Document excerpt —
** begin **

When you are out and about you are wise to take measures to protect yourself.

6th october is no different to anywhere else.

The car jackings, etc. take place here - just as they are happening all over Cairo.
Expecially over the last weeks when all the police decided to go on strike.


----------



## meb01999

hi! i live in 6 october. i highly recommend living in sheikh zayed as opposed to 6 october proper. it's more put together and there's less traffic. 

it's reasonably safe. i drive (i think i may be one of the few female expats to do so) and go around alone pretty much daily. i go out during the day though, and cannot attest to safety while alone in the evenings. 

egypt is vastly different from the gulf. i live in kuwait for a few years, and really, i cannot even begin to explain how different the countries are. i do think with regards to lifestyle, 6 october offer the most similar options.

we shipped a bed and our appliances from kuwait and paid NO tax. my husband had to meet the boat in alexandria with a truck (and driver) he had rented from cairo. for us, we felt the quality was significantly better than what we could find here at the same price.

i hear that ikea is about to open in festival city though!


----------



## MaidenScotland

meb01999 said:


> hi! i live in 6 october. i highly recommend living in sheikh zayed as opposed to 6 october proper. it's more put together and there's less traffic.
> 
> it's reasonably safe. i drive (i think i may be one of the few female expats to do so) and go around alone pretty much daily. i go out during the day though, and cannot attest to safety while alone in the evenings.

** end **

Tasks and exercises —
a) Answer these questions from the forum thread about living in 6th October:
(i) What did the police decide to do over the last weeks, according to the first post?
(ii) Which area does meb01999 recommend living in instead of 6 October proper?
(iii) In which city did the boat carrying the shipped goods from Kuwait have to be met?
b) Extend the forum thread about living in 6th October, picking up right after its final line.

Recorded information —
** begin **

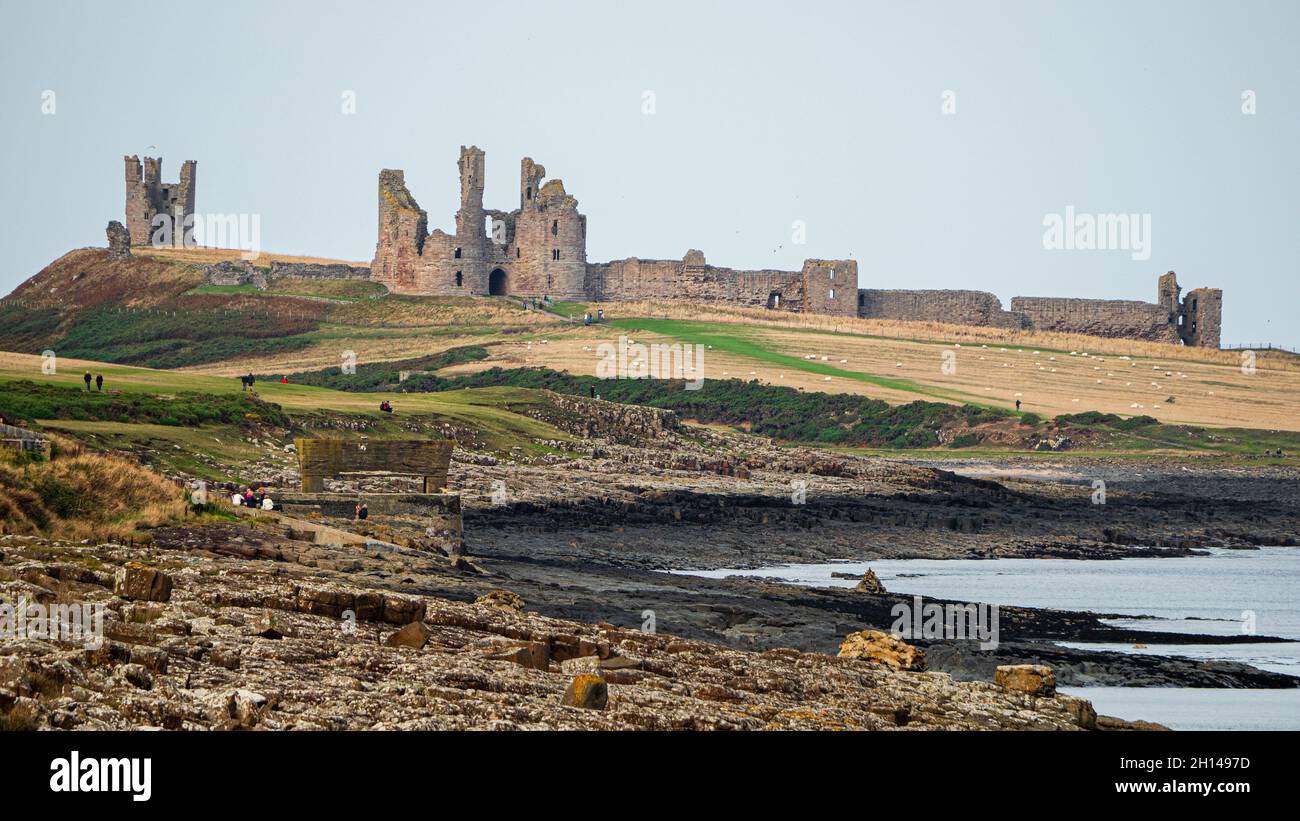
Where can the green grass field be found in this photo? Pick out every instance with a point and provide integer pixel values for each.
(499, 416)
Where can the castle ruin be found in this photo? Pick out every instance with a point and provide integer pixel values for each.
(147, 196)
(540, 250)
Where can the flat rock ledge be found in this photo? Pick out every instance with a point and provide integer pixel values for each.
(243, 644)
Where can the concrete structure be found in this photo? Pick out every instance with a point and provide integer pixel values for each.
(323, 459)
(148, 196)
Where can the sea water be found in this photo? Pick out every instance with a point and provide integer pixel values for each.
(1223, 593)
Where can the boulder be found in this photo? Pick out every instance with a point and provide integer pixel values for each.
(588, 691)
(1031, 678)
(532, 655)
(870, 583)
(272, 625)
(1082, 711)
(883, 648)
(414, 635)
(141, 583)
(503, 599)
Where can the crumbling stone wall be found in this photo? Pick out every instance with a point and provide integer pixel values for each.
(118, 240)
(822, 286)
(540, 250)
(243, 272)
(316, 270)
(1097, 317)
(1194, 321)
(690, 279)
(1197, 317)
(235, 272)
(830, 286)
(956, 307)
(147, 196)
(537, 250)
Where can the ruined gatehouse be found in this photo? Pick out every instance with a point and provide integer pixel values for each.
(540, 250)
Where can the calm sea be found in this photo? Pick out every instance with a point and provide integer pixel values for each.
(1226, 593)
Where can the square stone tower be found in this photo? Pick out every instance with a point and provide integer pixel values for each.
(147, 196)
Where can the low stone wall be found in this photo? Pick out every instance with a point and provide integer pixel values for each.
(242, 272)
(317, 270)
(978, 308)
(437, 515)
(235, 272)
(22, 439)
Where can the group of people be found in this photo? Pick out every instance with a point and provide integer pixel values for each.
(254, 498)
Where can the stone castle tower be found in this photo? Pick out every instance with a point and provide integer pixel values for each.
(537, 250)
(1199, 317)
(147, 196)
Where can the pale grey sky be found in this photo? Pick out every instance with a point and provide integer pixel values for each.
(765, 113)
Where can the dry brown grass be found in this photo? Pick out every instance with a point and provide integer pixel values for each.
(82, 495)
(1210, 390)
(939, 331)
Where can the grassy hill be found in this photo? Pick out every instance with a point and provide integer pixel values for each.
(156, 311)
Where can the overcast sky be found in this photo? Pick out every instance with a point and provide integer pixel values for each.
(763, 114)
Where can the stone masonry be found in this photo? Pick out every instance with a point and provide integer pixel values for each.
(540, 250)
(118, 240)
(147, 196)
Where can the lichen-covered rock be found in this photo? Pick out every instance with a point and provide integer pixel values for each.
(588, 691)
(883, 648)
(502, 598)
(1031, 678)
(870, 583)
(481, 667)
(142, 583)
(414, 635)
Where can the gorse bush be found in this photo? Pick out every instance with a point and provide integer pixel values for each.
(31, 400)
(781, 413)
(83, 495)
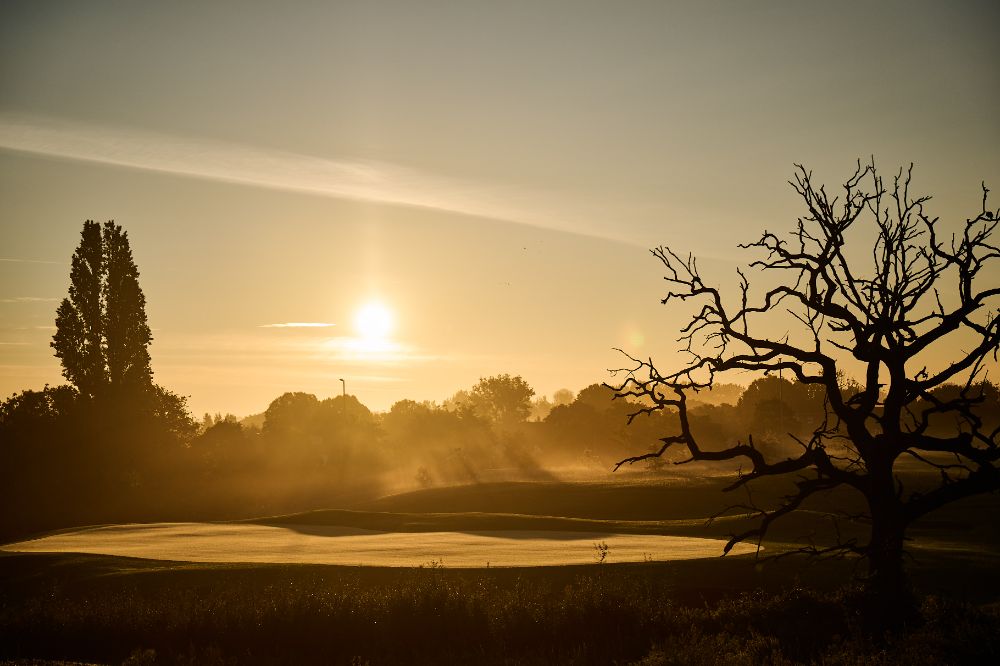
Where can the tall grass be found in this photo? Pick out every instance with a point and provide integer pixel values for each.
(598, 615)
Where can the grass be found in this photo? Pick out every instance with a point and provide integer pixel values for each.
(106, 610)
(718, 610)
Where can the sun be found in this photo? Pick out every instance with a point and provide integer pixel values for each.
(373, 321)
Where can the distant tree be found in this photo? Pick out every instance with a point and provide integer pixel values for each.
(562, 397)
(102, 336)
(502, 399)
(922, 313)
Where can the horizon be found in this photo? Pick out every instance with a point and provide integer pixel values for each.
(495, 189)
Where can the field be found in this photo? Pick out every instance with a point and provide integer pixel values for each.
(101, 609)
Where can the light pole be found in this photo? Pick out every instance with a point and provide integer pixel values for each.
(343, 402)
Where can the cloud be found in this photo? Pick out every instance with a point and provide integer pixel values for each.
(298, 324)
(8, 260)
(28, 299)
(364, 180)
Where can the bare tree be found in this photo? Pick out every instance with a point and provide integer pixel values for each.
(918, 316)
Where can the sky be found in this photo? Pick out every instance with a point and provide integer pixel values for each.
(491, 174)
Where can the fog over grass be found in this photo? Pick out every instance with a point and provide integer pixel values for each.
(315, 544)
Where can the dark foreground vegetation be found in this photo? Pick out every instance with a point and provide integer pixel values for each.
(730, 611)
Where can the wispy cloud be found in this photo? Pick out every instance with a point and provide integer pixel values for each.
(364, 180)
(9, 260)
(28, 299)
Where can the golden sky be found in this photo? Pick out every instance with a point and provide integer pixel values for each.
(491, 173)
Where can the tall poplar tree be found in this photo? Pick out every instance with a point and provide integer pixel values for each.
(102, 336)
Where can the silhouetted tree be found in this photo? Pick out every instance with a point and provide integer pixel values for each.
(502, 399)
(898, 320)
(102, 336)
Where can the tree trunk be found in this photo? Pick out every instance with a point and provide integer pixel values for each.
(890, 602)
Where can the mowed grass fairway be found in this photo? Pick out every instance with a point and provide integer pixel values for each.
(317, 544)
(102, 609)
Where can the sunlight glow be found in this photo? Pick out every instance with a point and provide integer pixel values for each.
(373, 322)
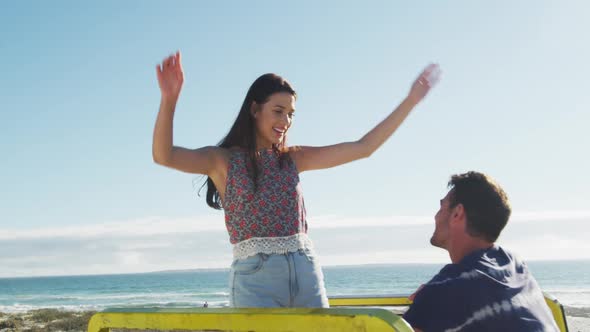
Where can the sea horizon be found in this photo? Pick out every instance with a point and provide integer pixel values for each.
(567, 280)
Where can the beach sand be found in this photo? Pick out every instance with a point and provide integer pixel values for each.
(43, 320)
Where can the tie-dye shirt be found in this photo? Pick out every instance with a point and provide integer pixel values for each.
(489, 290)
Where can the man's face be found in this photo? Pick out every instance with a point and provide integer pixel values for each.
(442, 219)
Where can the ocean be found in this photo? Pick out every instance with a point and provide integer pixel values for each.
(568, 281)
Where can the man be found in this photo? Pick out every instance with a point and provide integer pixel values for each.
(486, 288)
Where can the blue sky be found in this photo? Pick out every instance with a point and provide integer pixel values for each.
(78, 98)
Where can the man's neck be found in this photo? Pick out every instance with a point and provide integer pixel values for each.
(460, 249)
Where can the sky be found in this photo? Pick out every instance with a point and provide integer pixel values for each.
(78, 100)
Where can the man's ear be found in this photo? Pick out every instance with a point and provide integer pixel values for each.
(254, 108)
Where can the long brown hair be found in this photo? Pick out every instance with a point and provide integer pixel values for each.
(243, 132)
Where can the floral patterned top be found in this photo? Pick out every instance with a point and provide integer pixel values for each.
(275, 210)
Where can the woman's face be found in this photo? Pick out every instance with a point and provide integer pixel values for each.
(273, 119)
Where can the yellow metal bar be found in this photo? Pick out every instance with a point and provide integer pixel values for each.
(402, 300)
(260, 320)
(557, 311)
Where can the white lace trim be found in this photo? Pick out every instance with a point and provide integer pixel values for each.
(271, 245)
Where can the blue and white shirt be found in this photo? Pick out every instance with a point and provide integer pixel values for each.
(488, 290)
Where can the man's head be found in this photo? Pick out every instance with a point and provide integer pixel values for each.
(478, 202)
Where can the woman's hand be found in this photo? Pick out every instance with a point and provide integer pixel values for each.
(427, 79)
(170, 77)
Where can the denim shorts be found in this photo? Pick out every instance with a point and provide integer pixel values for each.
(294, 279)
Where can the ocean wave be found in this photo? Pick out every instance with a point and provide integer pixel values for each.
(22, 308)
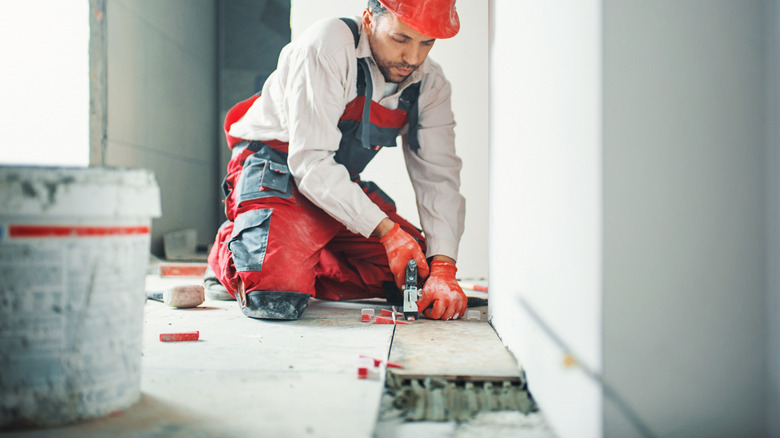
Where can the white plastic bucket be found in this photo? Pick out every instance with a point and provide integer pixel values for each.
(74, 246)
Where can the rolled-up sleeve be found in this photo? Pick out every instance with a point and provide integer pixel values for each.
(434, 170)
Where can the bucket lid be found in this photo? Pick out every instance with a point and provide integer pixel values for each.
(82, 192)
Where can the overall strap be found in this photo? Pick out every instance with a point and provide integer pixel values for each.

** end **

Answers provided —
a)
(i) They decided to go on strike.
(ii) Sheikh Zayed.
(iii) Alexandria.

b)
> 
> egypt is vastly different from the gulf. i live in kuwait for a few years, and really, i cannot even begin to explain how different the countries are. i do think with regards to lifestyle, 6 october offer the most similar options.
> 
> we shipped a bed and our appliances from kuwait and paid NO tax. my husband had to meet the boat in alexandria with a truck (and driver) he had rented from cairo. for us, we felt the quality was significantly better than what we could find here at the same price.
> 
> i hear that ikea is about to open in festival city though!




All my girlfriends drive but are getting they wont drive on the autostrad etc as they feel it is no longer safe.


----------



## NewWorld

Hi all, My husband is a teacher , we have two kids 7 & 12 . Thinking about looking at teaching post for my husband . I wont be working. What kind of salary package would be acceptable ? Your help would be most helpful. Husband is being very cautious with regards to safety etc. what are your views ?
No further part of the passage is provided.